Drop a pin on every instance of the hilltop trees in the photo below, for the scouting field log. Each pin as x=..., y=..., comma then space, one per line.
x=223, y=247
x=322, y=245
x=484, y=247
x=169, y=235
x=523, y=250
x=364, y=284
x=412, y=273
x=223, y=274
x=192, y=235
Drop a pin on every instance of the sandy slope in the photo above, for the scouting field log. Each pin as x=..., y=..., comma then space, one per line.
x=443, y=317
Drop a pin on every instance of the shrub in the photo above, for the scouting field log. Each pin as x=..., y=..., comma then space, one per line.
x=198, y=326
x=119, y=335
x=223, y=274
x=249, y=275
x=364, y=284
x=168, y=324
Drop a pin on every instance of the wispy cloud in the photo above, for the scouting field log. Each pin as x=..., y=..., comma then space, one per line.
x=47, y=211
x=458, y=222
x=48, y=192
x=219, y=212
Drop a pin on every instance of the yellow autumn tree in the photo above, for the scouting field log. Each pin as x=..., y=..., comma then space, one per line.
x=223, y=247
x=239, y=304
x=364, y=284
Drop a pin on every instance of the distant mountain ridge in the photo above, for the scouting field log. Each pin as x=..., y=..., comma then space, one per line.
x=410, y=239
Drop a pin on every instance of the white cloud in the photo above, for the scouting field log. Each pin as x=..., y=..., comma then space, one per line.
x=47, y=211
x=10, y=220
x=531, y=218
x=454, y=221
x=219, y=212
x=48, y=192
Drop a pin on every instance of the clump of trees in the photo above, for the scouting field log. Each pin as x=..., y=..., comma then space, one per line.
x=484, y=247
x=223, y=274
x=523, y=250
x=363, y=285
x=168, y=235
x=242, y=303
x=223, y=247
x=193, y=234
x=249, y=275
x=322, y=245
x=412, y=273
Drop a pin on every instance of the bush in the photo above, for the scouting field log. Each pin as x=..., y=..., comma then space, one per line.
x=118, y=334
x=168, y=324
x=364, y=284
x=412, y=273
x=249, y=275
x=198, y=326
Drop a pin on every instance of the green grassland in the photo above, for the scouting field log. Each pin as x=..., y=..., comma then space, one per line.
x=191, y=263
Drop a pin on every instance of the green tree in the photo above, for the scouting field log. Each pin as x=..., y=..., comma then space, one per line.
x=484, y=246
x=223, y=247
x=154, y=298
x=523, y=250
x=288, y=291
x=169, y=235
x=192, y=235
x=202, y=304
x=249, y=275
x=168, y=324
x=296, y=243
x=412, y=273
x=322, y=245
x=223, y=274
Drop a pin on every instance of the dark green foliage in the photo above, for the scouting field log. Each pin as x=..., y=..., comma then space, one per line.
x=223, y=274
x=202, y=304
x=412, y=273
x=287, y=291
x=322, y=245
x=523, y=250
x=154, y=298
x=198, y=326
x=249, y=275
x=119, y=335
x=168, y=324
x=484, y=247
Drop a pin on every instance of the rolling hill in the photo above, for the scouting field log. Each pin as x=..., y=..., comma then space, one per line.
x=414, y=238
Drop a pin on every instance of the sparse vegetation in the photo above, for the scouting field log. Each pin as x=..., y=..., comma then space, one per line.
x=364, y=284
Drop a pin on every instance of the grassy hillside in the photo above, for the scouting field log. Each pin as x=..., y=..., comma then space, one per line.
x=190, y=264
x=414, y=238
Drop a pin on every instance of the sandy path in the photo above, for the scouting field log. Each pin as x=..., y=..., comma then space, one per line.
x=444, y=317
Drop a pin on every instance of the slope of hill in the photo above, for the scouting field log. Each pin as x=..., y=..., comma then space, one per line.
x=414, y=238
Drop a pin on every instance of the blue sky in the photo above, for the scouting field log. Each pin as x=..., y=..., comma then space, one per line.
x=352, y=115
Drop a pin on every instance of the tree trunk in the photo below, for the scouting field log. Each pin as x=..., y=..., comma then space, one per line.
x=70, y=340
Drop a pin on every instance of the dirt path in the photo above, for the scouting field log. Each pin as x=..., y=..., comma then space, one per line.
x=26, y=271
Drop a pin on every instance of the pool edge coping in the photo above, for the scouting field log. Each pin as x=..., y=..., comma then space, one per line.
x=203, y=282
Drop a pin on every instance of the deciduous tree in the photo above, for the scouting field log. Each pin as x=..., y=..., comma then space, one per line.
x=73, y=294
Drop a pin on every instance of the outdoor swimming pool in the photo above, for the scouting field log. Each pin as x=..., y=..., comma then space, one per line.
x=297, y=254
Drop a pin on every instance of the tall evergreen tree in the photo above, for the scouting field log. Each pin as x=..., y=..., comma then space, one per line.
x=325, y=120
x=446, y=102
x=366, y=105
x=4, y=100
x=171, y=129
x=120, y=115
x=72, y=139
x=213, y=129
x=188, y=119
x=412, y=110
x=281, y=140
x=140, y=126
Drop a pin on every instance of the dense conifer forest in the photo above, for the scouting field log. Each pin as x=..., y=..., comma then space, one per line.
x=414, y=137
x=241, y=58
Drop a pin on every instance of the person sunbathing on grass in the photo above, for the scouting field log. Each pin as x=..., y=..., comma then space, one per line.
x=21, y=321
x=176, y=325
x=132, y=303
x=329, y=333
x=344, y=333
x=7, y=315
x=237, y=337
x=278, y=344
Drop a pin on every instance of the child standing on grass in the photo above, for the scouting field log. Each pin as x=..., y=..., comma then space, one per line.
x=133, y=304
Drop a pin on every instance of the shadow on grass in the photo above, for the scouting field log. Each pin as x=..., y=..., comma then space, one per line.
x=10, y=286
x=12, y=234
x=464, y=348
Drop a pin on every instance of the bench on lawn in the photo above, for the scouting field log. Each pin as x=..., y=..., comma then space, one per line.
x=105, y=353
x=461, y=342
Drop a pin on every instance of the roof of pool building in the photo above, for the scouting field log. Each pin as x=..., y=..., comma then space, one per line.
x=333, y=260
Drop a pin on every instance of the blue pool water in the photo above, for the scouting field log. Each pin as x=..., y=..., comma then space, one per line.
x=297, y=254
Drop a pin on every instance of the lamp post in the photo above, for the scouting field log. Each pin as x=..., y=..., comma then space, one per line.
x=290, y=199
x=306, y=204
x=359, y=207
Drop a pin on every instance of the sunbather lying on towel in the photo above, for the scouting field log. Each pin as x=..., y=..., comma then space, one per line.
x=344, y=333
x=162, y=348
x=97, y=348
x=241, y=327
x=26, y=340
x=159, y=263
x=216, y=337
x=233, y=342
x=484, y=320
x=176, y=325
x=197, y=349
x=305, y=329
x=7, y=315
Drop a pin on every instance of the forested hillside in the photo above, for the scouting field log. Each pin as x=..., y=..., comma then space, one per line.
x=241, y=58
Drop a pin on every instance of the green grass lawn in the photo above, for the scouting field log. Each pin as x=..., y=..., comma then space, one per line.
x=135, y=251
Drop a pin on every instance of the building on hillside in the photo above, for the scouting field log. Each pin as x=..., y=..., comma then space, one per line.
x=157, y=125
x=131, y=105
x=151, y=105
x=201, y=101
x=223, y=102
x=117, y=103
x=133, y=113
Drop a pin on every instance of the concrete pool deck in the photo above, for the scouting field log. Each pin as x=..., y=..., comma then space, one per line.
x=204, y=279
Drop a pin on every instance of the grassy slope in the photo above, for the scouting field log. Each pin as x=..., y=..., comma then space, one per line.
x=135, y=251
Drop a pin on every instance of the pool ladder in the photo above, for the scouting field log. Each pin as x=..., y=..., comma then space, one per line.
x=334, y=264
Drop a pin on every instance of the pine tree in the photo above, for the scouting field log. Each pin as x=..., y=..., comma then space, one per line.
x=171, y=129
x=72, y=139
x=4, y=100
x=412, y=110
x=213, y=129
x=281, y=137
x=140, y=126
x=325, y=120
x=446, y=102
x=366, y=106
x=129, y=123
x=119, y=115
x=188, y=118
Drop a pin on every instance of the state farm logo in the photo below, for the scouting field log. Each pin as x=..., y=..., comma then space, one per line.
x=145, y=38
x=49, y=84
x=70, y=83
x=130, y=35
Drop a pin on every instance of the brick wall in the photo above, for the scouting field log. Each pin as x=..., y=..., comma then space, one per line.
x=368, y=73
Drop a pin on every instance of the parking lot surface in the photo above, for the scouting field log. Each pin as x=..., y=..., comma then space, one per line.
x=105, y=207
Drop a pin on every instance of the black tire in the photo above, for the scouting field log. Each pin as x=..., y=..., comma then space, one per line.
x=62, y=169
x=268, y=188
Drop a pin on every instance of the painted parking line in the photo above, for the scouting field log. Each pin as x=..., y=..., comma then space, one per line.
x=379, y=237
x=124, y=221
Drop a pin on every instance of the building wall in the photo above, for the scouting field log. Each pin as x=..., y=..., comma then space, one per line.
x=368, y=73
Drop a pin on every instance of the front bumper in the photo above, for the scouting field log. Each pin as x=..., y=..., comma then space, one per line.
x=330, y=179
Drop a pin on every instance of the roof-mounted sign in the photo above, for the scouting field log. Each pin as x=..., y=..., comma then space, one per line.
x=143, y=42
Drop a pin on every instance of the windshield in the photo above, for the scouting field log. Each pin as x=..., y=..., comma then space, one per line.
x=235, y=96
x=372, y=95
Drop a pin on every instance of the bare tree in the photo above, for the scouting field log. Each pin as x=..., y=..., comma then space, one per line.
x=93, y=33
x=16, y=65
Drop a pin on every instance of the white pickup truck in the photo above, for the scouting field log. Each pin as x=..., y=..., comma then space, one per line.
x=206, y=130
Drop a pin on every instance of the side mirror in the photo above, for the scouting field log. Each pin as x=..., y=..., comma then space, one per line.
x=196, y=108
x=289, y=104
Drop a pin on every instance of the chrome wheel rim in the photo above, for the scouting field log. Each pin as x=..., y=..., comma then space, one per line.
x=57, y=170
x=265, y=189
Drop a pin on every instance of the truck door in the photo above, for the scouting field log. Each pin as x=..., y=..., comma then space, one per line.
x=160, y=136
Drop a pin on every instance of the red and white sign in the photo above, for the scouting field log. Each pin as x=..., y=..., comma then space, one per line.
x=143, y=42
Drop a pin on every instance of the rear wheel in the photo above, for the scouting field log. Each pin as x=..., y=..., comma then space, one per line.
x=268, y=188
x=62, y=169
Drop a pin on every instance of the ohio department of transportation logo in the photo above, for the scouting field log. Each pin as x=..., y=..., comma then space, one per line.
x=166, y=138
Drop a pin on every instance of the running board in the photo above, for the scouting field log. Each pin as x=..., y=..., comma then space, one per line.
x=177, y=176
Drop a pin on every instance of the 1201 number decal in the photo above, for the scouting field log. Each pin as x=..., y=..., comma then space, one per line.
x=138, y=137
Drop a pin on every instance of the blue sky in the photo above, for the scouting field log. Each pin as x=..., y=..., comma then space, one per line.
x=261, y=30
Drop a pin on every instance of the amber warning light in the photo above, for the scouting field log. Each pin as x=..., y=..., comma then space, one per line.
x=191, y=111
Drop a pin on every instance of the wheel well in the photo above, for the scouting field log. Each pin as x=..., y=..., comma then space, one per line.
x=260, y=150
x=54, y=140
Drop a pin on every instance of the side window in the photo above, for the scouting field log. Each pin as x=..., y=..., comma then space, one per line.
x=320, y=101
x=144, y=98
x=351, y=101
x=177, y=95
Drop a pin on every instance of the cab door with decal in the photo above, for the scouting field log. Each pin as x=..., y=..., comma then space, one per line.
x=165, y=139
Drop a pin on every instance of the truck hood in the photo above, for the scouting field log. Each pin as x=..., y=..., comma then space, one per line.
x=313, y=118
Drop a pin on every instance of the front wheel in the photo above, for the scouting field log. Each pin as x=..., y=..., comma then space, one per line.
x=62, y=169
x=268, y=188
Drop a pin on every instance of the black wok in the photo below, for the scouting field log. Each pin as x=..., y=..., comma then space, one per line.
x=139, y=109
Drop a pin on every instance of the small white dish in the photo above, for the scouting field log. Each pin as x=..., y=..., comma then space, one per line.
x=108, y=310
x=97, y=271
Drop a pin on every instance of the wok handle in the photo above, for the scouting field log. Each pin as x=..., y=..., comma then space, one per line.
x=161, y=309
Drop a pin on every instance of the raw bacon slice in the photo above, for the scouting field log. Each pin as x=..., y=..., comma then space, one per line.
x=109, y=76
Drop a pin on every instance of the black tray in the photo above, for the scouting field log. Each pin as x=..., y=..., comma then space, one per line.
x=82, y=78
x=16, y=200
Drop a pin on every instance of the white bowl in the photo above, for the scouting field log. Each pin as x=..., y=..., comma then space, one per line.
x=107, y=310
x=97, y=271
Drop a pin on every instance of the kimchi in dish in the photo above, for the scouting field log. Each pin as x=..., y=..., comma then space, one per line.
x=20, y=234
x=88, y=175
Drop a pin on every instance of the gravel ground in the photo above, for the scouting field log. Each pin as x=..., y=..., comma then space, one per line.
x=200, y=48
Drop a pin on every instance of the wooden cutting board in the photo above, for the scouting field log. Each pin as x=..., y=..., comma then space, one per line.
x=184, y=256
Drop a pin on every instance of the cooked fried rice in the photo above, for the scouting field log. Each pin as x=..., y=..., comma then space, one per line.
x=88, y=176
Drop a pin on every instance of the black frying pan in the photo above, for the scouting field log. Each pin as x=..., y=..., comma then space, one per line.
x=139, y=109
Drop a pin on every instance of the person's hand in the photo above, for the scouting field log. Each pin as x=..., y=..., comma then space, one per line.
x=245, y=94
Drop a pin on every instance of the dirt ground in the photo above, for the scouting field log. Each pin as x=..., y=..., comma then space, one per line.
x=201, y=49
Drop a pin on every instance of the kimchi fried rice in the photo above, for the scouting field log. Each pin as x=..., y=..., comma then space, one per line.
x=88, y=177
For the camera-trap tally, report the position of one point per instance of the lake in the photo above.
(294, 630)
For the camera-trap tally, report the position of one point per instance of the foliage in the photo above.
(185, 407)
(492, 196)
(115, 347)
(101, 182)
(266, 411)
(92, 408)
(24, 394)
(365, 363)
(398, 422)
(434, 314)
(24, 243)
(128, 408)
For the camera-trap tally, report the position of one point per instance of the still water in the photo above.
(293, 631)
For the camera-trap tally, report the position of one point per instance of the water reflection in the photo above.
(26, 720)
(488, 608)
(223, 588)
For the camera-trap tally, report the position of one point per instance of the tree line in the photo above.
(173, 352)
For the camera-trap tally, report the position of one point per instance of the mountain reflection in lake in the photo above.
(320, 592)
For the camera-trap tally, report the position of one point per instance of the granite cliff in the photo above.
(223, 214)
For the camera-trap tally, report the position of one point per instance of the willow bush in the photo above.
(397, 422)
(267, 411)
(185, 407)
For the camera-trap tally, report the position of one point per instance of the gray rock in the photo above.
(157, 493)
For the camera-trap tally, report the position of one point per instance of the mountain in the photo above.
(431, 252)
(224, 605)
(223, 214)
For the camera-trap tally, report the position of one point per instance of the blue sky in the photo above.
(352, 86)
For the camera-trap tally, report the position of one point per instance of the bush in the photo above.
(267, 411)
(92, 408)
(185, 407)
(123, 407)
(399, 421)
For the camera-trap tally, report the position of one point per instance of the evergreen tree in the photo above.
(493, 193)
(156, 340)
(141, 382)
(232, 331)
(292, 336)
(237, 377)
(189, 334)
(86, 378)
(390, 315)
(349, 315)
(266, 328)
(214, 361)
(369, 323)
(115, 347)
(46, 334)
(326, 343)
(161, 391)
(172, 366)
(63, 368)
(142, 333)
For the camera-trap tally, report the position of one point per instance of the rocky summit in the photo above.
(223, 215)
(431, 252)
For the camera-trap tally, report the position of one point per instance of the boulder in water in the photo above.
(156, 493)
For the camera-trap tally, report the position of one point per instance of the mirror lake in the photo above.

## What needs to be done
Rewrite the lines in the part that opens with the line containing "Drop a pin on every instance of the dense" and closes with the one containing "x=333, y=260", swapping "grass" for "turf" and leaving everything else unchanged.

## Answer below
Drop a pin on every instance of the dense conifer forest in the photo above, for the scouting field log. Each pin as x=..., y=..., comma then space, one per line.
x=414, y=137
x=241, y=58
Drop a pin on every instance of the person sunbathing on turf in the photo above, for the scouting field log. Each pin as x=..., y=..., comma then space, one per line.
x=21, y=321
x=176, y=325
x=132, y=303
x=329, y=333
x=344, y=333
x=7, y=315
x=237, y=337
x=278, y=344
Drop a pin on every instance of the child standing on turf in the photo above, for the scouting field log. Each pin as x=..., y=..., comma then space, one per line.
x=133, y=304
Drop a pin on every instance of the shadow on turf in the photo above, for the scouting field log. Each pin as x=..., y=..., comma then space, one per line.
x=10, y=286
x=12, y=234
x=464, y=348
Drop a pin on every instance of the bench on lawn in the photo above, for the scouting field log. Each pin as x=..., y=..., comma then space, one per line.
x=105, y=353
x=461, y=342
Drop a pin on every instance of the roof of pool building in the photo above, for the scouting field log. Each pin as x=..., y=..., comma then space, one per line.
x=333, y=260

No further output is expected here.